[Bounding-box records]
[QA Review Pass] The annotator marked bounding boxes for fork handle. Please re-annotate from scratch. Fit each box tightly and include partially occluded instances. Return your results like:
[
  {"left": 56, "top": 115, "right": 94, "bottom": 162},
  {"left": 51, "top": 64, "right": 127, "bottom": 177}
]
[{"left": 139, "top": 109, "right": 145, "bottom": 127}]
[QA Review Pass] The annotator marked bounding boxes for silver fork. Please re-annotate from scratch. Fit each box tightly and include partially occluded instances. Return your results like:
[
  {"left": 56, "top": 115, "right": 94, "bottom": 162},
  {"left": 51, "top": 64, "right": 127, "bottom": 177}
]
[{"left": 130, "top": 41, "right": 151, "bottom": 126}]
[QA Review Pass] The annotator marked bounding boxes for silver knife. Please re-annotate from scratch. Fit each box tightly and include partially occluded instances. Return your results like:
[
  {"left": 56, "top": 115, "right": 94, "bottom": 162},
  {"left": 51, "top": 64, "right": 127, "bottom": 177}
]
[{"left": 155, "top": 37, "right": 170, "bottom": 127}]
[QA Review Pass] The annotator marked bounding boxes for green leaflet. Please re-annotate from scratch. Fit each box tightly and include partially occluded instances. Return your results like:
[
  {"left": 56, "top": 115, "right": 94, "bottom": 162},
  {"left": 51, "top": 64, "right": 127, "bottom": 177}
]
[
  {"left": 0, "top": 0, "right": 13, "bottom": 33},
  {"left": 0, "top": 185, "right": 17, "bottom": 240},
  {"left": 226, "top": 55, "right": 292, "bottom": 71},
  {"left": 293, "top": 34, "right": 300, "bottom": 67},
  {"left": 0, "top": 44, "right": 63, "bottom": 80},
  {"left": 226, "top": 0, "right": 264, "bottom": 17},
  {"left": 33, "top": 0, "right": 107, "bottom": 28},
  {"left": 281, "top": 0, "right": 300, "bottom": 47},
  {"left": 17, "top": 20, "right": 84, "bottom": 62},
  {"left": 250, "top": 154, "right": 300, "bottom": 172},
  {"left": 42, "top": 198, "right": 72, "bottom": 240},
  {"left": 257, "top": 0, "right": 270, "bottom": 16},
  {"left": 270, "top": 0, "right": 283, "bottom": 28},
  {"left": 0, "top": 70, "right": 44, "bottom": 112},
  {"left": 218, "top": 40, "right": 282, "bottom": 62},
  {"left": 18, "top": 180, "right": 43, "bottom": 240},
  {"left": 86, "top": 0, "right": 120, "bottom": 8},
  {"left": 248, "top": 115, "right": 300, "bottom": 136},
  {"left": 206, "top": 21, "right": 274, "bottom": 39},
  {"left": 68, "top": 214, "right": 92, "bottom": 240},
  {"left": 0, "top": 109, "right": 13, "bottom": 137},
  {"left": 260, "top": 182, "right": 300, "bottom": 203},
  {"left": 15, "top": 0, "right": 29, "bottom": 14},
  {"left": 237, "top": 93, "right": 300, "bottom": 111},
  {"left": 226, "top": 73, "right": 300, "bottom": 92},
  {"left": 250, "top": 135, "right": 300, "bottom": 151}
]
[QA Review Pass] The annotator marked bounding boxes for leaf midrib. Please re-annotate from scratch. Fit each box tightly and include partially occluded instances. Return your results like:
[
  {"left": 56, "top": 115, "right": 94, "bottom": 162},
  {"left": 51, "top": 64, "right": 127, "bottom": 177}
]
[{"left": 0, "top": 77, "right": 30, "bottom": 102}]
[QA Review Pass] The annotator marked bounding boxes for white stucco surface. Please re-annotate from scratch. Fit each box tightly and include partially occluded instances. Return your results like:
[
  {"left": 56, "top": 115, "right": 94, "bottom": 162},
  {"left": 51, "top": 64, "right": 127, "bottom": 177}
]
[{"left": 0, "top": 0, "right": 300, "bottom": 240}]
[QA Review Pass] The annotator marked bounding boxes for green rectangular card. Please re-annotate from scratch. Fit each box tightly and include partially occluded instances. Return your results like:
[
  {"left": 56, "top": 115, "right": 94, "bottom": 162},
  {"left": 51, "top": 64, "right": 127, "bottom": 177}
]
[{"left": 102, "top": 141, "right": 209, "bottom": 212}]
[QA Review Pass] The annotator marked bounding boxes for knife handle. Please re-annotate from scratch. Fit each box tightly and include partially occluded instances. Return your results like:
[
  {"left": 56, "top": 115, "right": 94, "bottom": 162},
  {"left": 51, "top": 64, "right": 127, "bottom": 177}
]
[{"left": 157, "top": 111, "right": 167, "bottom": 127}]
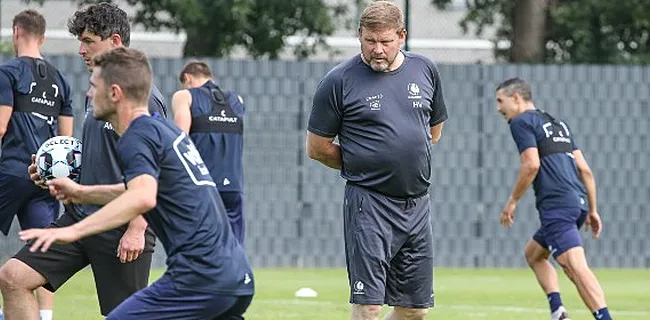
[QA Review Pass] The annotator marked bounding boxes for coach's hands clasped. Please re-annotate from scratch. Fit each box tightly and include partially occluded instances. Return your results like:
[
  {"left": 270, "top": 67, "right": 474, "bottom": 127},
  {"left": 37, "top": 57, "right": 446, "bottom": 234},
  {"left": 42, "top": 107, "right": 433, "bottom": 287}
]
[{"left": 27, "top": 154, "right": 47, "bottom": 189}]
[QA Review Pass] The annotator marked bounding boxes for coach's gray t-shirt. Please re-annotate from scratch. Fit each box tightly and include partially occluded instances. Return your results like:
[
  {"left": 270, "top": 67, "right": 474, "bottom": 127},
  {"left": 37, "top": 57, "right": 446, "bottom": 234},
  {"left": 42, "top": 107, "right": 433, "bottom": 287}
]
[
  {"left": 69, "top": 86, "right": 167, "bottom": 219},
  {"left": 308, "top": 52, "right": 447, "bottom": 198}
]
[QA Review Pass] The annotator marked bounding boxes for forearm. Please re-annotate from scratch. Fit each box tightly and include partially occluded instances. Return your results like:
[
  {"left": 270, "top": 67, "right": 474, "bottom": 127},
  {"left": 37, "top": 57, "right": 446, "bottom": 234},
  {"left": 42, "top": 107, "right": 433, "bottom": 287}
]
[
  {"left": 78, "top": 183, "right": 126, "bottom": 205},
  {"left": 70, "top": 192, "right": 149, "bottom": 238},
  {"left": 127, "top": 215, "right": 148, "bottom": 233},
  {"left": 580, "top": 172, "right": 598, "bottom": 212},
  {"left": 316, "top": 143, "right": 343, "bottom": 170},
  {"left": 510, "top": 166, "right": 537, "bottom": 201}
]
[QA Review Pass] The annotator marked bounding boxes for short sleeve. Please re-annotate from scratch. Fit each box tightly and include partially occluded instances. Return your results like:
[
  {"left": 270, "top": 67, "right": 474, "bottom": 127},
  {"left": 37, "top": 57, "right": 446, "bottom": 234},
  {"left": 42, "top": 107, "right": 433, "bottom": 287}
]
[
  {"left": 429, "top": 63, "right": 448, "bottom": 127},
  {"left": 0, "top": 66, "right": 14, "bottom": 107},
  {"left": 149, "top": 86, "right": 167, "bottom": 118},
  {"left": 307, "top": 69, "right": 343, "bottom": 137},
  {"left": 562, "top": 121, "right": 580, "bottom": 151},
  {"left": 510, "top": 116, "right": 537, "bottom": 153},
  {"left": 228, "top": 91, "right": 246, "bottom": 117},
  {"left": 59, "top": 73, "right": 74, "bottom": 117},
  {"left": 117, "top": 124, "right": 160, "bottom": 183}
]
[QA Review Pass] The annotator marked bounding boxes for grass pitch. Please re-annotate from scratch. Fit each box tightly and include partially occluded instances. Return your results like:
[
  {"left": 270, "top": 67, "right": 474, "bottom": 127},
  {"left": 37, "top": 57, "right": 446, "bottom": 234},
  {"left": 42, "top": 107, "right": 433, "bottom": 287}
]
[{"left": 44, "top": 269, "right": 650, "bottom": 320}]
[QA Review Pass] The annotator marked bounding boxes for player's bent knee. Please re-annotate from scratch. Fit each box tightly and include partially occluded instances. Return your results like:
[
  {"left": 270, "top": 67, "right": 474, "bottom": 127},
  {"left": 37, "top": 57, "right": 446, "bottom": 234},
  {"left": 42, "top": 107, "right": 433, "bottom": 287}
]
[
  {"left": 0, "top": 258, "right": 42, "bottom": 292},
  {"left": 395, "top": 307, "right": 429, "bottom": 320}
]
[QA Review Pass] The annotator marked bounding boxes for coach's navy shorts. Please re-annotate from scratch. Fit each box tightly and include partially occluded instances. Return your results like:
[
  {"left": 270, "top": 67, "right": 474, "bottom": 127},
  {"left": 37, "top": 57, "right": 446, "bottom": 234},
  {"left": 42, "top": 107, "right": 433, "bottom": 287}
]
[
  {"left": 533, "top": 208, "right": 587, "bottom": 259},
  {"left": 343, "top": 183, "right": 433, "bottom": 308},
  {"left": 0, "top": 173, "right": 60, "bottom": 235},
  {"left": 219, "top": 191, "right": 246, "bottom": 247},
  {"left": 106, "top": 274, "right": 253, "bottom": 320}
]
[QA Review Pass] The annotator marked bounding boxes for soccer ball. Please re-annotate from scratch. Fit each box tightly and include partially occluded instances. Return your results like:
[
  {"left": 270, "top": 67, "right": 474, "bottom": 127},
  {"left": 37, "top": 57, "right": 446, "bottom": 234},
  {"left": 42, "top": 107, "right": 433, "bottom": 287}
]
[{"left": 36, "top": 136, "right": 81, "bottom": 183}]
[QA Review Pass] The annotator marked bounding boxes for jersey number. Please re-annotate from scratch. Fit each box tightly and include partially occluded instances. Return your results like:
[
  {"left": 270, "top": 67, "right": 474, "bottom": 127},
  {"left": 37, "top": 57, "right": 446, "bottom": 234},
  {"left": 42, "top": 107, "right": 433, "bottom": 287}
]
[{"left": 174, "top": 132, "right": 216, "bottom": 187}]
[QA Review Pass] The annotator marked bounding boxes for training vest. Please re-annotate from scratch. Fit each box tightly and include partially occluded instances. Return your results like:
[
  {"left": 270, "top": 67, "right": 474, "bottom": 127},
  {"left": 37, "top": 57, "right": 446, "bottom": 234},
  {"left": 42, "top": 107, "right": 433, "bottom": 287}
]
[
  {"left": 14, "top": 58, "right": 63, "bottom": 117},
  {"left": 190, "top": 85, "right": 244, "bottom": 135}
]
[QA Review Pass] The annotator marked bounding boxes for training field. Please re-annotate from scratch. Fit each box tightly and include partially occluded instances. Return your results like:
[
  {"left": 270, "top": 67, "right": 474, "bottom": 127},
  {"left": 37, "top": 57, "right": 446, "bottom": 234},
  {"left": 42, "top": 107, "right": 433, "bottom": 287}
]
[{"left": 44, "top": 269, "right": 650, "bottom": 320}]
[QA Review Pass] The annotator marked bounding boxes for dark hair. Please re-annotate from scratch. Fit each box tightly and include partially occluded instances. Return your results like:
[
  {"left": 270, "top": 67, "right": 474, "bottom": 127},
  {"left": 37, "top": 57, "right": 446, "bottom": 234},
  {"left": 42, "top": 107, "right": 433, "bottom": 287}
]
[
  {"left": 359, "top": 1, "right": 404, "bottom": 33},
  {"left": 12, "top": 9, "right": 46, "bottom": 37},
  {"left": 178, "top": 60, "right": 212, "bottom": 83},
  {"left": 93, "top": 47, "right": 153, "bottom": 104},
  {"left": 496, "top": 78, "right": 533, "bottom": 101},
  {"left": 68, "top": 2, "right": 131, "bottom": 47}
]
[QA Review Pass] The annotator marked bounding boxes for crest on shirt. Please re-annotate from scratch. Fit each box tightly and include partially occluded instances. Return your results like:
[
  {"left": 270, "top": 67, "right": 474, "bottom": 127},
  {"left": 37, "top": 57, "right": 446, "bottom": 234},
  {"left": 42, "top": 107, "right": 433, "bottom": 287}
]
[
  {"left": 406, "top": 82, "right": 422, "bottom": 99},
  {"left": 366, "top": 93, "right": 384, "bottom": 111}
]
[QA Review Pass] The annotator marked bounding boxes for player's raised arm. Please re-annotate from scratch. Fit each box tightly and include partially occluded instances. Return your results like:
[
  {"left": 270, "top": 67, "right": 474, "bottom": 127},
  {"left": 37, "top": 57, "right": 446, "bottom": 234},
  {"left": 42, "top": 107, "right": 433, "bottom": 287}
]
[
  {"left": 20, "top": 174, "right": 158, "bottom": 252},
  {"left": 172, "top": 89, "right": 192, "bottom": 134},
  {"left": 47, "top": 178, "right": 124, "bottom": 205}
]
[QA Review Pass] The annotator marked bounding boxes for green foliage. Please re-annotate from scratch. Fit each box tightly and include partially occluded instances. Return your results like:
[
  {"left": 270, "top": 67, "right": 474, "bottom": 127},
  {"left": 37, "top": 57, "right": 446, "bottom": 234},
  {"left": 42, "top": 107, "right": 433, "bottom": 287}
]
[
  {"left": 432, "top": 0, "right": 650, "bottom": 64},
  {"left": 23, "top": 0, "right": 348, "bottom": 59}
]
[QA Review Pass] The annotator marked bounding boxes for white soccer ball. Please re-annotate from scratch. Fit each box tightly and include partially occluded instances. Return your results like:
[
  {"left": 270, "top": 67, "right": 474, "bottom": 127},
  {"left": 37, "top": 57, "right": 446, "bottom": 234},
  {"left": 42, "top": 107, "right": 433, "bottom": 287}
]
[{"left": 36, "top": 136, "right": 81, "bottom": 182}]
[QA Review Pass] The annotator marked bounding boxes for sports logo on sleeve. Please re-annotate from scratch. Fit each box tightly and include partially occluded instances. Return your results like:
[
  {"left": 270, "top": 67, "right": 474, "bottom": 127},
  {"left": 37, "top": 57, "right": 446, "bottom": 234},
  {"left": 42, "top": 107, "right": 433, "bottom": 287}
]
[{"left": 174, "top": 132, "right": 216, "bottom": 187}]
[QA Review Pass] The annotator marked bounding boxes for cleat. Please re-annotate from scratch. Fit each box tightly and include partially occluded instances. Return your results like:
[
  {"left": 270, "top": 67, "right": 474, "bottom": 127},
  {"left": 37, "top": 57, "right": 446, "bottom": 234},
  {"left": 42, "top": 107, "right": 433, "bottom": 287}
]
[{"left": 551, "top": 306, "right": 571, "bottom": 320}]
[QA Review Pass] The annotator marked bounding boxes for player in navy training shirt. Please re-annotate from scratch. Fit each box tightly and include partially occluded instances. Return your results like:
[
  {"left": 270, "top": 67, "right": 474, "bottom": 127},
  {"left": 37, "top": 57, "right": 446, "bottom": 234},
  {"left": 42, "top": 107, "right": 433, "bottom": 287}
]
[
  {"left": 496, "top": 78, "right": 611, "bottom": 320},
  {"left": 171, "top": 61, "right": 246, "bottom": 245},
  {"left": 21, "top": 48, "right": 254, "bottom": 320},
  {"left": 0, "top": 10, "right": 73, "bottom": 320}
]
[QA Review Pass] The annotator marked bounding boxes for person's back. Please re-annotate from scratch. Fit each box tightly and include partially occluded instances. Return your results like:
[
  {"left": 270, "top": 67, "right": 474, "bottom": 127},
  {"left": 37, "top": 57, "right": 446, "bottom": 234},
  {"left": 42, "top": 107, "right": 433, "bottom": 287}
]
[
  {"left": 496, "top": 78, "right": 611, "bottom": 320},
  {"left": 0, "top": 57, "right": 72, "bottom": 180},
  {"left": 171, "top": 61, "right": 246, "bottom": 245},
  {"left": 0, "top": 9, "right": 73, "bottom": 320},
  {"left": 188, "top": 81, "right": 244, "bottom": 192},
  {"left": 510, "top": 109, "right": 587, "bottom": 210},
  {"left": 118, "top": 116, "right": 249, "bottom": 295}
]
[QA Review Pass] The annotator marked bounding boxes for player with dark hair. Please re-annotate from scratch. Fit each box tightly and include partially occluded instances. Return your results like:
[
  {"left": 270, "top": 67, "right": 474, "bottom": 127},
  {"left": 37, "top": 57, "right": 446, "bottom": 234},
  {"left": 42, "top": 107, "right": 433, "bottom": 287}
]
[
  {"left": 0, "top": 9, "right": 73, "bottom": 320},
  {"left": 21, "top": 48, "right": 254, "bottom": 320},
  {"left": 496, "top": 78, "right": 611, "bottom": 320},
  {"left": 0, "top": 3, "right": 166, "bottom": 320},
  {"left": 171, "top": 61, "right": 246, "bottom": 245}
]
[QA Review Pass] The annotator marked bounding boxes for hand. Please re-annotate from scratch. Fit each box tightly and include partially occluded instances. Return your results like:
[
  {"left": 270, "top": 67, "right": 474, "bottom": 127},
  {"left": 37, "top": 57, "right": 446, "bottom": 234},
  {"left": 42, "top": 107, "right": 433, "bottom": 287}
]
[
  {"left": 18, "top": 227, "right": 79, "bottom": 252},
  {"left": 585, "top": 211, "right": 603, "bottom": 239},
  {"left": 117, "top": 229, "right": 144, "bottom": 263},
  {"left": 499, "top": 198, "right": 517, "bottom": 228},
  {"left": 27, "top": 154, "right": 47, "bottom": 189},
  {"left": 46, "top": 177, "right": 82, "bottom": 204}
]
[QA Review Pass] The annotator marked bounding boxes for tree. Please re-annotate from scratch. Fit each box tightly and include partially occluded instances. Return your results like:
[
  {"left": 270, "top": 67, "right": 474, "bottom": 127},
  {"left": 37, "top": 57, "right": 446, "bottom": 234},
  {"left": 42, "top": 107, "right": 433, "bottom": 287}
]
[
  {"left": 432, "top": 0, "right": 650, "bottom": 64},
  {"left": 23, "top": 0, "right": 347, "bottom": 59}
]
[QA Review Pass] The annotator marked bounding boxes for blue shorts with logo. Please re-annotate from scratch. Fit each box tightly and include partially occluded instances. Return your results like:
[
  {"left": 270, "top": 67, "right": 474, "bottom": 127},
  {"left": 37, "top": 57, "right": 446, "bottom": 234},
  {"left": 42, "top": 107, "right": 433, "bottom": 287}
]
[
  {"left": 0, "top": 173, "right": 60, "bottom": 235},
  {"left": 219, "top": 191, "right": 246, "bottom": 247},
  {"left": 533, "top": 208, "right": 587, "bottom": 259},
  {"left": 343, "top": 182, "right": 434, "bottom": 308},
  {"left": 106, "top": 274, "right": 253, "bottom": 320}
]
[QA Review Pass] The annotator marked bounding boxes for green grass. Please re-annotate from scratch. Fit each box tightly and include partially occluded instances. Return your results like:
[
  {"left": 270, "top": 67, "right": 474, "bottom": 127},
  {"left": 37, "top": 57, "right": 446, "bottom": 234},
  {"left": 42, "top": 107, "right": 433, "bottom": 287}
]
[{"left": 44, "top": 269, "right": 650, "bottom": 320}]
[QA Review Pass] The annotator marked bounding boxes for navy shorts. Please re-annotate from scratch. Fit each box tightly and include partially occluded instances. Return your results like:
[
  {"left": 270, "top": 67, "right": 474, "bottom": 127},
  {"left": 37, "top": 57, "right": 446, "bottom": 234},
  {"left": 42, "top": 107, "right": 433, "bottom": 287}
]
[
  {"left": 0, "top": 174, "right": 60, "bottom": 235},
  {"left": 533, "top": 208, "right": 587, "bottom": 259},
  {"left": 219, "top": 191, "right": 246, "bottom": 247},
  {"left": 343, "top": 183, "right": 433, "bottom": 308},
  {"left": 14, "top": 206, "right": 155, "bottom": 315},
  {"left": 106, "top": 274, "right": 253, "bottom": 320}
]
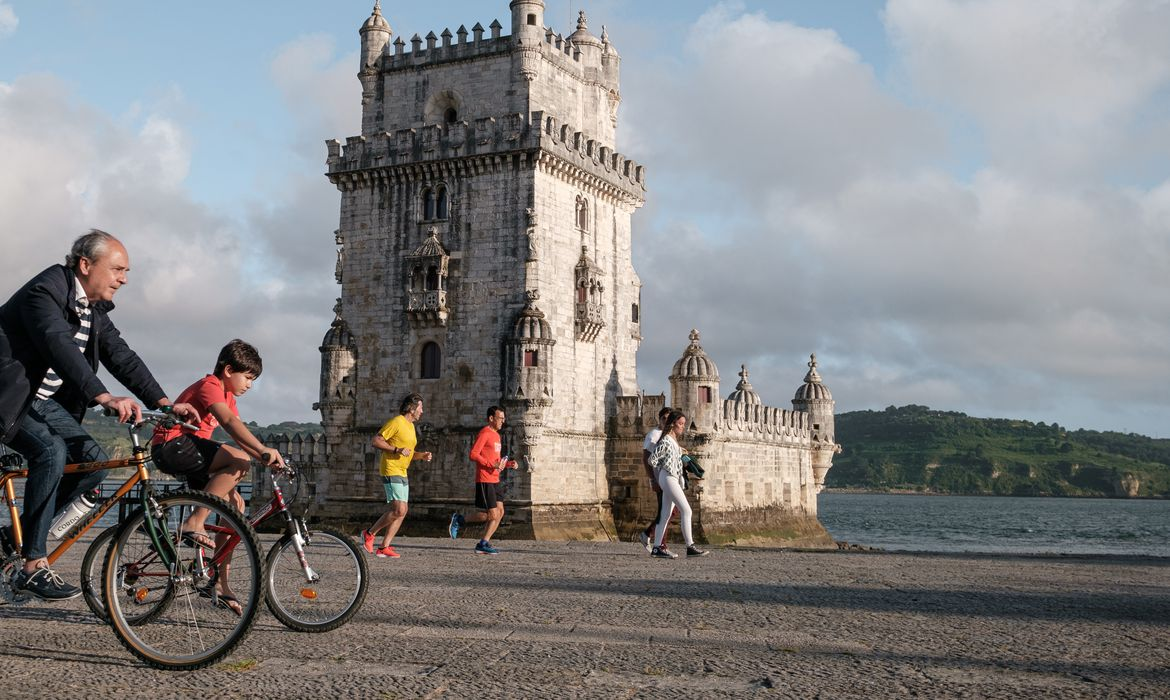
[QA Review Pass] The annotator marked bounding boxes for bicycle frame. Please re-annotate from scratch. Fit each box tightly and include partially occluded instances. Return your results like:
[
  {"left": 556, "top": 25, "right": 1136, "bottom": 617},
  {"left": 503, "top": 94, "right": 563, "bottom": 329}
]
[{"left": 0, "top": 421, "right": 173, "bottom": 573}]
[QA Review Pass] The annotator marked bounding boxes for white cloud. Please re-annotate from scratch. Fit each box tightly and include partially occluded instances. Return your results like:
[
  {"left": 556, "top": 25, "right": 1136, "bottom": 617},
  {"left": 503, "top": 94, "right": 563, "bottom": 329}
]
[
  {"left": 0, "top": 2, "right": 20, "bottom": 39},
  {"left": 886, "top": 0, "right": 1170, "bottom": 178},
  {"left": 624, "top": 0, "right": 1170, "bottom": 435},
  {"left": 0, "top": 38, "right": 359, "bottom": 421}
]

WORK TO DO:
In the listing above, locate every line that contains the word "fork" and copy each of those lines.

RESPONSE BELOW:
[QA Review Pass] The annotator marked bounding boxes for fork handle. Please re-annotate from scratch. Fit each box tightly and include partially occluded instances. Return your results like:
[QA Review Pass] The annotator marked bounding boxes for silver fork. Please re-annotate from scratch. Fit each box tightly and include partially occluded instances. Return your results like:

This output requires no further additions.